▶ **DIRECTIONS FOR THIS TASK**
Below is a set of entries. Reproduce exactly the lines from the one containing "A point falls on each instance of the lilac" through the end, both included.

-- THE RECORDS start --

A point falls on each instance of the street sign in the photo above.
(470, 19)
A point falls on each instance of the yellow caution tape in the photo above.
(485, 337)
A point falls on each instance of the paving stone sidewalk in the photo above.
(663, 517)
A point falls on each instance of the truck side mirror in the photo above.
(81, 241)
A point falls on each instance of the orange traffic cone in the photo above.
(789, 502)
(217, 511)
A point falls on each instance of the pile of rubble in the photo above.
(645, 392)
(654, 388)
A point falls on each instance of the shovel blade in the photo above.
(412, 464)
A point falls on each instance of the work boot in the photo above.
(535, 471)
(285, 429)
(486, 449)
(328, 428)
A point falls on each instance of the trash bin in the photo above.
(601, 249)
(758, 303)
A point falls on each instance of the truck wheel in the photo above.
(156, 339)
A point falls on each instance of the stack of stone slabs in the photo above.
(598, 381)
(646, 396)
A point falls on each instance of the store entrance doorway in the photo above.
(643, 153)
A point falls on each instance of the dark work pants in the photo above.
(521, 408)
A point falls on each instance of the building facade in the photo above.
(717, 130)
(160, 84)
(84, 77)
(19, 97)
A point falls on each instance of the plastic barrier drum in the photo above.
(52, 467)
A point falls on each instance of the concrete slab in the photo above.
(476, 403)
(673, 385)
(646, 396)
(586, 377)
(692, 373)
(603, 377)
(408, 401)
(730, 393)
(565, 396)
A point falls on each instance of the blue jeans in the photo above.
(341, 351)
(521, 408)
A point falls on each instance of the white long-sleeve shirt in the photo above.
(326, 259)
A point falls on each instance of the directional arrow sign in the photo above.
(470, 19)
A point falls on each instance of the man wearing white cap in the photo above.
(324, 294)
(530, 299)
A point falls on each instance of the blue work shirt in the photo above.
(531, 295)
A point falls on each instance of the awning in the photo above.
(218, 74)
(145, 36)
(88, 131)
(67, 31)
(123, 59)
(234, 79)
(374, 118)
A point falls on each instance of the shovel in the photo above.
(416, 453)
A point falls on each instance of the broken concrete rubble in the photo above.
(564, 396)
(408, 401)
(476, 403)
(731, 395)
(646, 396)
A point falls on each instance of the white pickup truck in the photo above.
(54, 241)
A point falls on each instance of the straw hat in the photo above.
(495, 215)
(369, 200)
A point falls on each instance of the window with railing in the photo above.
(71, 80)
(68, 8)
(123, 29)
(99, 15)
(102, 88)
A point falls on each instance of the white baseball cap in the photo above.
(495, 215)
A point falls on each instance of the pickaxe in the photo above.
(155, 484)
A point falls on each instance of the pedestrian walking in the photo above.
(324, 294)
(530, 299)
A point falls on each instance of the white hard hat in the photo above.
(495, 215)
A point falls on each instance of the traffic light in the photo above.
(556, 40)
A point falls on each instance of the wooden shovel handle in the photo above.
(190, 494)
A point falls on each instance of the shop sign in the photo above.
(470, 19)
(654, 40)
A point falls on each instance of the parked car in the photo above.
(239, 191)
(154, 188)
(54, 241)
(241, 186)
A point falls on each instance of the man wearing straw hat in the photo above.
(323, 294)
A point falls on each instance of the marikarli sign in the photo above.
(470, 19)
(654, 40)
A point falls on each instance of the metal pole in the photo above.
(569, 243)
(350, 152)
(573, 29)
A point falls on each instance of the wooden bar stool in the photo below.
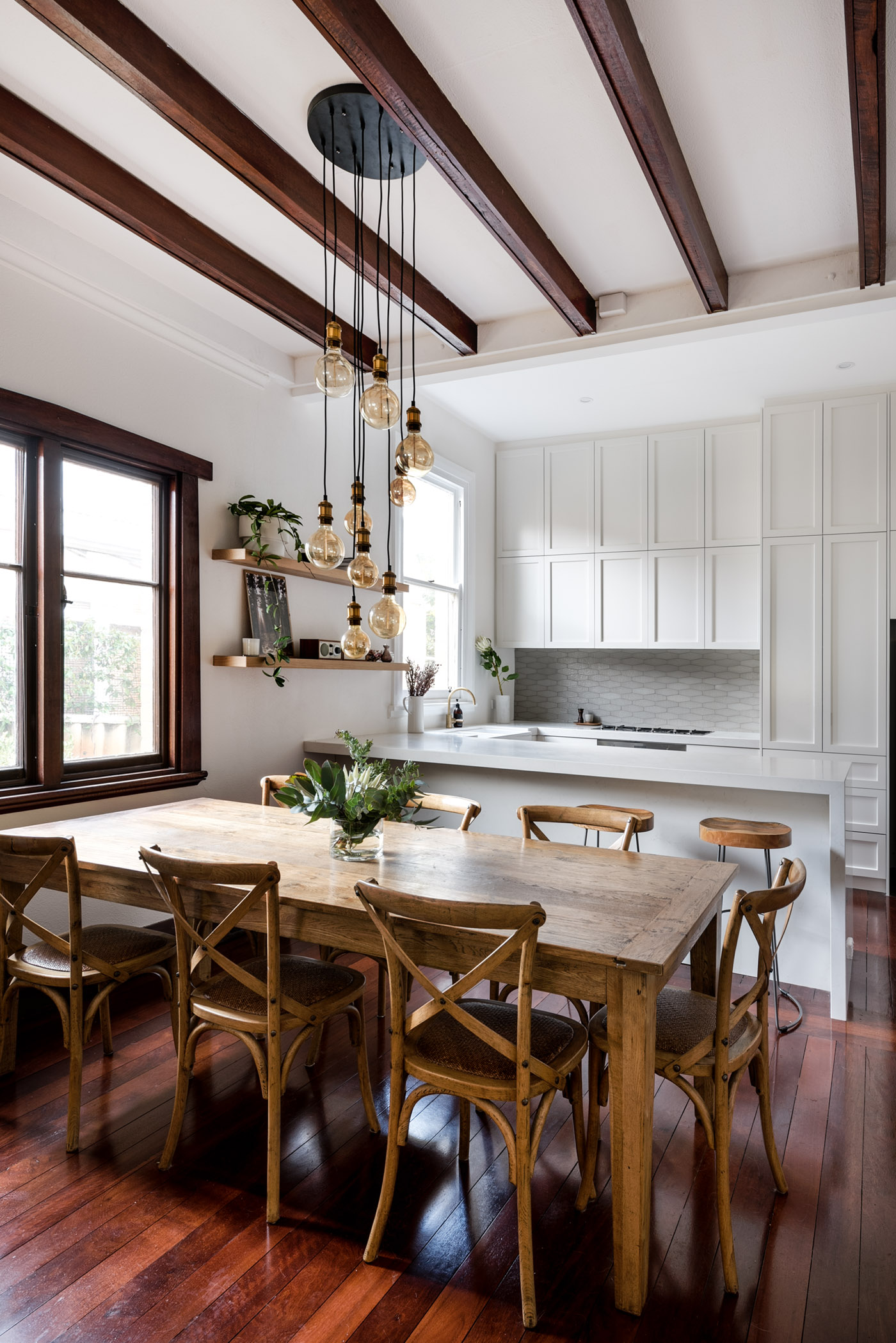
(728, 833)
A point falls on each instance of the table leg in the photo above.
(704, 960)
(632, 1028)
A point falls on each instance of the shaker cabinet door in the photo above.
(792, 643)
(568, 499)
(676, 489)
(519, 604)
(621, 494)
(519, 495)
(676, 597)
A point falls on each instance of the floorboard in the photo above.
(102, 1248)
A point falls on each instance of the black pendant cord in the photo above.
(414, 281)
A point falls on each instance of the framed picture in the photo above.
(269, 611)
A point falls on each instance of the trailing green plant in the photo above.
(491, 660)
(358, 798)
(265, 511)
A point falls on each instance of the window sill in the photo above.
(28, 797)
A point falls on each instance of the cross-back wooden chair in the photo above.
(485, 1052)
(272, 784)
(261, 997)
(700, 1036)
(620, 821)
(100, 956)
(464, 807)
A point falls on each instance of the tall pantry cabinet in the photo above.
(825, 611)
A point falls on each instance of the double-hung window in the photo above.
(99, 609)
(433, 563)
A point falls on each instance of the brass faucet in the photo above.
(456, 691)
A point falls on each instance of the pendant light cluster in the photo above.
(352, 132)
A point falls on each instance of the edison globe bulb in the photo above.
(414, 453)
(355, 642)
(381, 407)
(402, 490)
(324, 549)
(332, 373)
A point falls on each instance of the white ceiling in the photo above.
(721, 375)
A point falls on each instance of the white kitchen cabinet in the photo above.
(792, 469)
(519, 492)
(568, 499)
(854, 465)
(792, 643)
(734, 485)
(675, 490)
(568, 602)
(676, 599)
(519, 604)
(621, 600)
(734, 594)
(854, 664)
(621, 494)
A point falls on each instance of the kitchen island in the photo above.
(506, 768)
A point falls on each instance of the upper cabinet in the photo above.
(568, 499)
(854, 465)
(734, 485)
(519, 484)
(793, 469)
(621, 494)
(675, 489)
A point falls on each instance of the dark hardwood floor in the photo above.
(104, 1246)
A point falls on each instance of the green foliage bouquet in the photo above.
(355, 801)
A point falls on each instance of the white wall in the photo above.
(259, 438)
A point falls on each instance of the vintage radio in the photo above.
(323, 649)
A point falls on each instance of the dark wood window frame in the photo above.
(50, 431)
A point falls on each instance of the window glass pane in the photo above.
(11, 660)
(11, 469)
(111, 679)
(109, 523)
(429, 533)
(431, 632)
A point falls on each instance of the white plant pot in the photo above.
(414, 705)
(503, 708)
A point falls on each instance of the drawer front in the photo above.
(867, 809)
(867, 773)
(865, 856)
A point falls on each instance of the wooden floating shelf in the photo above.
(294, 568)
(225, 660)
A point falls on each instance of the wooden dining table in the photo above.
(618, 926)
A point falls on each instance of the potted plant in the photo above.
(355, 801)
(491, 660)
(264, 524)
(419, 681)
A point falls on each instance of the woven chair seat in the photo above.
(109, 942)
(300, 977)
(684, 1018)
(446, 1043)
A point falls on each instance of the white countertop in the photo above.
(515, 747)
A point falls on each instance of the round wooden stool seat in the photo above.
(744, 834)
(644, 818)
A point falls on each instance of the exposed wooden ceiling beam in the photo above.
(865, 49)
(383, 61)
(121, 44)
(50, 149)
(613, 44)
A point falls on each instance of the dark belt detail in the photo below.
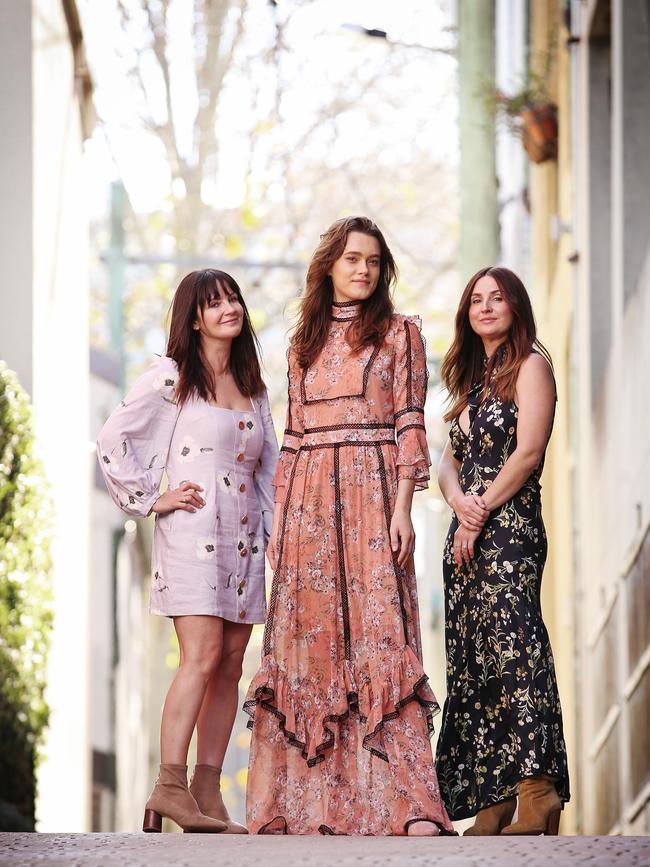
(342, 443)
(341, 556)
(411, 427)
(273, 601)
(359, 426)
(396, 568)
(407, 410)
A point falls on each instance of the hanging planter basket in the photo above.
(539, 132)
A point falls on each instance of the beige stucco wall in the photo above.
(551, 188)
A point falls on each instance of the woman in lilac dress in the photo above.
(201, 413)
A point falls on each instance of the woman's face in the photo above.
(355, 273)
(223, 316)
(490, 315)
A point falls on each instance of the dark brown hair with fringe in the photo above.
(194, 293)
(464, 363)
(313, 325)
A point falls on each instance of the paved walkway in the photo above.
(196, 850)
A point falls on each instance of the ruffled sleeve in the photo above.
(409, 395)
(132, 446)
(265, 471)
(293, 432)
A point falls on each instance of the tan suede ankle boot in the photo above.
(171, 799)
(490, 820)
(206, 788)
(539, 808)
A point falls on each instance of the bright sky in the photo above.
(316, 34)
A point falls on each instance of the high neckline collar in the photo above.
(345, 309)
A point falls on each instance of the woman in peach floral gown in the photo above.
(341, 710)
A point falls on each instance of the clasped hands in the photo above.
(472, 514)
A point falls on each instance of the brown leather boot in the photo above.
(171, 799)
(490, 820)
(539, 808)
(206, 788)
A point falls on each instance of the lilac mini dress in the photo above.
(210, 561)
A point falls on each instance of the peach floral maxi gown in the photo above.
(341, 710)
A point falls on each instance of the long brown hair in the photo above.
(194, 293)
(464, 363)
(313, 325)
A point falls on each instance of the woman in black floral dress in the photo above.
(502, 726)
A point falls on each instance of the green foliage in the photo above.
(25, 609)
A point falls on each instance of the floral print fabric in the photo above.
(502, 719)
(210, 561)
(341, 708)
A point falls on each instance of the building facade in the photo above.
(44, 338)
(589, 273)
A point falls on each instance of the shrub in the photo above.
(25, 604)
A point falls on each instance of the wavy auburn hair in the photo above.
(313, 325)
(194, 293)
(464, 363)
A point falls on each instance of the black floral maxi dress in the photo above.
(502, 720)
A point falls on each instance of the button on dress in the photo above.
(210, 561)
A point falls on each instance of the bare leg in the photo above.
(217, 715)
(200, 638)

-- THE RECORDS end --

▶ **ANSWER TO THIS EXERCISE**
A point falls on each instance of the lilac mini dress in the photo above.
(210, 561)
A point falls on each instance of the peach floral maxi gown in the photo above.
(341, 710)
A point falls on each instance of the long brown hair in the photo above.
(194, 293)
(464, 363)
(313, 325)
A point falls on each instance of the woman in black floral dress in the photo above.
(502, 726)
A point falls on each instance of the green foliage in the photo above.
(25, 609)
A point falls on each instance of the floral print fabric in the photo above.
(502, 719)
(210, 561)
(341, 708)
A point falls on each instance of the building facade in the photo above.
(44, 338)
(589, 273)
A point falls on each instance of the shrub in the photo above.
(25, 604)
A point falls on each instance of the wavy auburn hair in the photo above.
(313, 325)
(194, 293)
(464, 363)
A point falls on each instance of the black floral maxi dress in the photo above.
(502, 720)
A point falls on each instance of the button on dress in the photo above.
(210, 561)
A point falls on each instance of the bare leg in the photo above.
(217, 715)
(200, 638)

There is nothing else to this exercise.